WHAT IS BEING ASKED: Return a copy of every line in the records that includes the word "truck".

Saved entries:
########################################

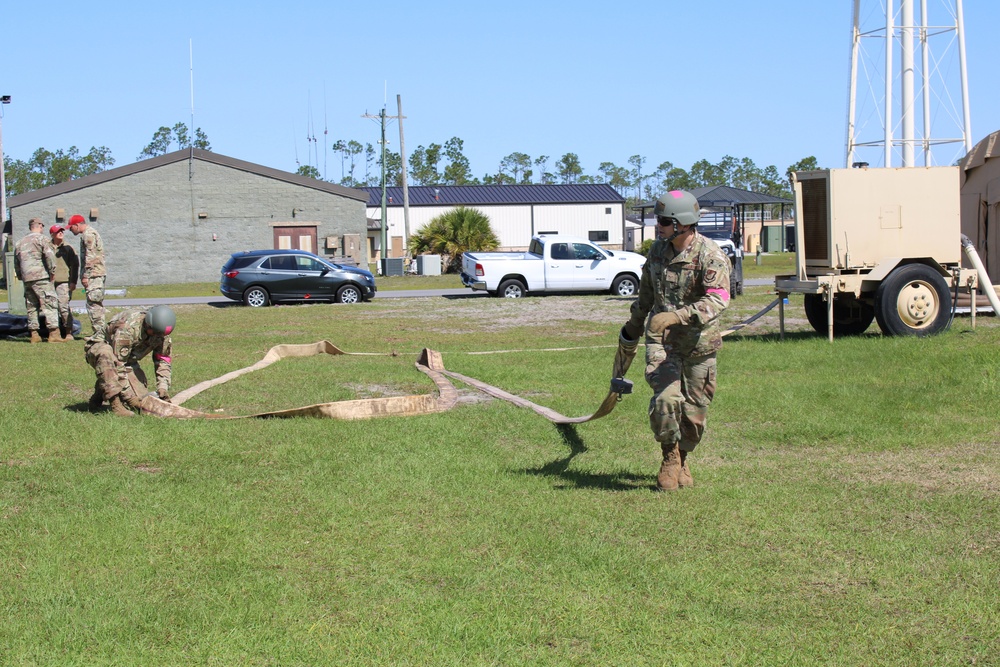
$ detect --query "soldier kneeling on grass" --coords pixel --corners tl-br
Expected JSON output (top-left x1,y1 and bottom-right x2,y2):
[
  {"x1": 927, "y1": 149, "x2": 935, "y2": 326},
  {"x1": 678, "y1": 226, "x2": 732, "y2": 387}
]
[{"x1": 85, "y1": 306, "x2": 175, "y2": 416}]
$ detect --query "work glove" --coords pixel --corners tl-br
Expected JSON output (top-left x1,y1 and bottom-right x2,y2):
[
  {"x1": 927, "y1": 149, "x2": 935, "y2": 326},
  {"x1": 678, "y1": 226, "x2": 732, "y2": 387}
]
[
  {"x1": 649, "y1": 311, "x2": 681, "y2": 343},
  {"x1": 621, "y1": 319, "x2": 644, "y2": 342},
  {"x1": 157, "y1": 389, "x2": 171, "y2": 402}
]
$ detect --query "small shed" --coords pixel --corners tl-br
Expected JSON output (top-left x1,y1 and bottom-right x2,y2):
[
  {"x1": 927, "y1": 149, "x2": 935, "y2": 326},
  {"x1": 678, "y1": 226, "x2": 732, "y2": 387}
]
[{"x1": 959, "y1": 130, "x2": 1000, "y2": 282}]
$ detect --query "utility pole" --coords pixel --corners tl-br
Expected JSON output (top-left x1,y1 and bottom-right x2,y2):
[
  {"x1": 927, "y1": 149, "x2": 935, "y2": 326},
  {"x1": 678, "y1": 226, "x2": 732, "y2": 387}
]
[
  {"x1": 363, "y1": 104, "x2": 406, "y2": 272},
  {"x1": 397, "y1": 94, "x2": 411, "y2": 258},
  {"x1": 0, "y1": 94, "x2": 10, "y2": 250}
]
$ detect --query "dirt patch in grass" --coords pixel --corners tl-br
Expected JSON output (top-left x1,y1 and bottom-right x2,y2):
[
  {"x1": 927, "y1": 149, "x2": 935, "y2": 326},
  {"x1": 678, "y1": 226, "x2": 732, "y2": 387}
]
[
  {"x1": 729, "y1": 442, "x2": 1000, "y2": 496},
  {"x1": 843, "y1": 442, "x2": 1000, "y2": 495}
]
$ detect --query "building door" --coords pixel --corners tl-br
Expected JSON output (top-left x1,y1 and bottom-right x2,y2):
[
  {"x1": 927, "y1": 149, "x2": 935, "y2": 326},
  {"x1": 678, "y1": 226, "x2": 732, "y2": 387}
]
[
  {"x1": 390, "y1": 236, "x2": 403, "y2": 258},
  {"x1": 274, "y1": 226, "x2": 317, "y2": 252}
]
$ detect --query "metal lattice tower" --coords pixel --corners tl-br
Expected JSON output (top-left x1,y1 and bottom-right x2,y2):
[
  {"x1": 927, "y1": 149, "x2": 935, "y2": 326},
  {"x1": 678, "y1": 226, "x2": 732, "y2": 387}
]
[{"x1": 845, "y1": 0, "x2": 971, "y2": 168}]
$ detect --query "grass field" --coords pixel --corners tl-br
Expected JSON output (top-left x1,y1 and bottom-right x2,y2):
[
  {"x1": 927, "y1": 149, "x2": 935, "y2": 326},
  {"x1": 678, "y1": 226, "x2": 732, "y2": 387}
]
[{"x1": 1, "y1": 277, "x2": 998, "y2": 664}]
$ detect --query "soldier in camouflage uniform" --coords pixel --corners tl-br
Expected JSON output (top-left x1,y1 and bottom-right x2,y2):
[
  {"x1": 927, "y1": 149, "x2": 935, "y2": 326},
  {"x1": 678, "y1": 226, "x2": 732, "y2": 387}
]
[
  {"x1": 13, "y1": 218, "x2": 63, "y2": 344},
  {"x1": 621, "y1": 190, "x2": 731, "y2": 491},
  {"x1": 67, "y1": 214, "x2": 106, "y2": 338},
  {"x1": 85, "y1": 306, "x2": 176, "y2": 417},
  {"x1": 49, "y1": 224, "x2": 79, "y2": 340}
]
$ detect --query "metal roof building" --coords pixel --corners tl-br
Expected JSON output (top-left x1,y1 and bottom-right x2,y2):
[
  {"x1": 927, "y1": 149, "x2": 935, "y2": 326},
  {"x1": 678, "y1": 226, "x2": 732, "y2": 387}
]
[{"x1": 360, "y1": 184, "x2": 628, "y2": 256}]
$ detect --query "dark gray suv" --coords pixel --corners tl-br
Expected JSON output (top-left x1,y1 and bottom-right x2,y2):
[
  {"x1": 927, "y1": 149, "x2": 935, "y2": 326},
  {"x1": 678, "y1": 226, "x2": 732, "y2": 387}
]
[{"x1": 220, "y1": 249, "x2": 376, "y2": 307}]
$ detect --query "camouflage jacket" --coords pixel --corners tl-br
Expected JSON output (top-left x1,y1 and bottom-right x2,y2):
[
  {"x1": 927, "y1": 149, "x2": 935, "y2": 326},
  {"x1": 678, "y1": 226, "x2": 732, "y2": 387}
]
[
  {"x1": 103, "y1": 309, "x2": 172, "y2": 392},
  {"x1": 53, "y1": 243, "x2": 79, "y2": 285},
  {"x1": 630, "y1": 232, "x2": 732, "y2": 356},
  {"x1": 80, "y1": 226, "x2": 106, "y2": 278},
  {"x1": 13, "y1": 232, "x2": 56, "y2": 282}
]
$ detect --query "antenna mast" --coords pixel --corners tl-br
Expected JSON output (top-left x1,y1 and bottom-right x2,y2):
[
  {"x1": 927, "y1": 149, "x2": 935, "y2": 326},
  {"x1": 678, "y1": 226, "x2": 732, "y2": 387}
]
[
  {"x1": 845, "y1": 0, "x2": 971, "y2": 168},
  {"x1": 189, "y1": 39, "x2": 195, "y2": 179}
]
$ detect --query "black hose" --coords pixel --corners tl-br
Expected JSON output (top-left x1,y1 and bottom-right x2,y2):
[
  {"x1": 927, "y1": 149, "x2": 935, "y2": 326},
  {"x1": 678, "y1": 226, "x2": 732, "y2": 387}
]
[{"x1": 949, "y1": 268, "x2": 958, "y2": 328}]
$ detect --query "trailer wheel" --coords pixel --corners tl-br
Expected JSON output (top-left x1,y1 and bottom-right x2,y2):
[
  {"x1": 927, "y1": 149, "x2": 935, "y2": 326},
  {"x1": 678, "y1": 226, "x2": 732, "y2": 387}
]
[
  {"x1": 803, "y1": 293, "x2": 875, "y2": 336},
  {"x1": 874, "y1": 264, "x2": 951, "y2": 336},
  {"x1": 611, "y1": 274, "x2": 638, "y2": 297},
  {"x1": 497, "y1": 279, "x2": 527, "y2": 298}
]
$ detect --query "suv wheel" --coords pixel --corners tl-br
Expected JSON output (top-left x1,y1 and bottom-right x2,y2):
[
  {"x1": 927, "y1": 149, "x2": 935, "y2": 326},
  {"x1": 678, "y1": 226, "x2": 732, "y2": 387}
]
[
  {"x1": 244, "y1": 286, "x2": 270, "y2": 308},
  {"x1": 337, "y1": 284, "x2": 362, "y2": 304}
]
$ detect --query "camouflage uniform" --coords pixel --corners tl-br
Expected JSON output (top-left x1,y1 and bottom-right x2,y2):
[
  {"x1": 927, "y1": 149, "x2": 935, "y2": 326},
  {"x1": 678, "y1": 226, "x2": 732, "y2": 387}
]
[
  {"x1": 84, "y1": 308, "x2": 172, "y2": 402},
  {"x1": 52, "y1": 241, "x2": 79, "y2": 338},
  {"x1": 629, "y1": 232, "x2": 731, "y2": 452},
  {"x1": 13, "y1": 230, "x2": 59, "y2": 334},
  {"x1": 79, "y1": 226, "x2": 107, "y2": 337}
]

########################################

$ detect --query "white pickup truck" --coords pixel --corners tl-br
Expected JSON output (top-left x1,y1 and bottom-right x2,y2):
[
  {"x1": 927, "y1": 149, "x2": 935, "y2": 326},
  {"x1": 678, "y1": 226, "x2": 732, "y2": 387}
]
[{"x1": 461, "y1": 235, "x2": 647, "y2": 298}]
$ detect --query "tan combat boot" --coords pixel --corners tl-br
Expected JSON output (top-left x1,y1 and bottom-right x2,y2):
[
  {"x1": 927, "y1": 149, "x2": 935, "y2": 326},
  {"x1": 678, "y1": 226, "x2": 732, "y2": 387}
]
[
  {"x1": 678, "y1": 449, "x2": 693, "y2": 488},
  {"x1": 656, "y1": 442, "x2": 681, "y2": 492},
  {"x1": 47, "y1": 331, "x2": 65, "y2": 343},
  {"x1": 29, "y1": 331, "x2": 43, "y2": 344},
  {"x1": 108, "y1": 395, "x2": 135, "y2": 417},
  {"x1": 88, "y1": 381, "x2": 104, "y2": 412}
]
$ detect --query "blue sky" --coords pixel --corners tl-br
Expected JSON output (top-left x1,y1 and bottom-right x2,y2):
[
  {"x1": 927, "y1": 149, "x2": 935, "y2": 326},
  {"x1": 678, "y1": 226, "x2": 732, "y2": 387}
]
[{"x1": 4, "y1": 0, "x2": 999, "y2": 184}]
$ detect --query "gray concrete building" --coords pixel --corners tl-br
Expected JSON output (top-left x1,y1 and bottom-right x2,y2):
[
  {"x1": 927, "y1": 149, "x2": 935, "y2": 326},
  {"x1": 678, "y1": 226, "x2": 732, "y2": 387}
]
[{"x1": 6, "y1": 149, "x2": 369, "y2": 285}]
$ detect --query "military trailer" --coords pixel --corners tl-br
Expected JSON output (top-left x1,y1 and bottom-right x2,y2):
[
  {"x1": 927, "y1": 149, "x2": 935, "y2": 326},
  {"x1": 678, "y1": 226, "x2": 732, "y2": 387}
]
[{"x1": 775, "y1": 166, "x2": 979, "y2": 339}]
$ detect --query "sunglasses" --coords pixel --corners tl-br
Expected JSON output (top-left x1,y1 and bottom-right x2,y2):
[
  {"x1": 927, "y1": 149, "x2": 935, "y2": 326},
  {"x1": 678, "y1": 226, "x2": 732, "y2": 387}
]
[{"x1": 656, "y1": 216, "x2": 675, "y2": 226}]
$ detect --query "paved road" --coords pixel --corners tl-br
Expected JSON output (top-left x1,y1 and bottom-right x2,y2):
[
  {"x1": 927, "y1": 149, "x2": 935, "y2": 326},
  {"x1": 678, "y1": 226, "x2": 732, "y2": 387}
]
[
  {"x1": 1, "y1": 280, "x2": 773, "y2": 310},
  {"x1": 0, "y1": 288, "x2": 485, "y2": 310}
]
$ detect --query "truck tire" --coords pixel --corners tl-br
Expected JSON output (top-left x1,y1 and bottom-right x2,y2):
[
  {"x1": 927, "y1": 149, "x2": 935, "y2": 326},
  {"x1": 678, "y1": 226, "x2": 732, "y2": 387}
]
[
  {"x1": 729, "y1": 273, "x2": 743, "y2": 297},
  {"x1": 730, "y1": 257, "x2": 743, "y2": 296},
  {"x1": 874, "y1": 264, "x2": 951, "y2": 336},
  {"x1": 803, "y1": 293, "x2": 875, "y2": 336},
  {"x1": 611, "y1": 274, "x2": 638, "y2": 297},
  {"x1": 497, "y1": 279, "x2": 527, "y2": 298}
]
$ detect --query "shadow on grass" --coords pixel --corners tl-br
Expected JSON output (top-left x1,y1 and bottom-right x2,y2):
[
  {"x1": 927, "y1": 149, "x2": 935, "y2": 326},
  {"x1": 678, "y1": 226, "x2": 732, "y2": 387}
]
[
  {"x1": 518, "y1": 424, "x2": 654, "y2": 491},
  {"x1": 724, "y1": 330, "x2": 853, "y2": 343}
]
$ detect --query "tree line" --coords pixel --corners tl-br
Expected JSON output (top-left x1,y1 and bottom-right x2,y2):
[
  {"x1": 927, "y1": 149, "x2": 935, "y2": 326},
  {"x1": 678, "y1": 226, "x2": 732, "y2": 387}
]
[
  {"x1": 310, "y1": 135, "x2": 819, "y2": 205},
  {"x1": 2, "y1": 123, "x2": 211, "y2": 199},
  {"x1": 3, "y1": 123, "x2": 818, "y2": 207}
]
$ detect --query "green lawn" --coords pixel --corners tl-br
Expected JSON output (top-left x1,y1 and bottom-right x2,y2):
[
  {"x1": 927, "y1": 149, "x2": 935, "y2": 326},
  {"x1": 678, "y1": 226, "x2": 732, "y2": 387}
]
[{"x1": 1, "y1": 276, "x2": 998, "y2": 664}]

########################################

YOUR RESPONSE:
$ detect --query "white pickup truck" --coords pixel --corners tl-br
$ detect --query "truck tire" --coords pixel --corners tl-br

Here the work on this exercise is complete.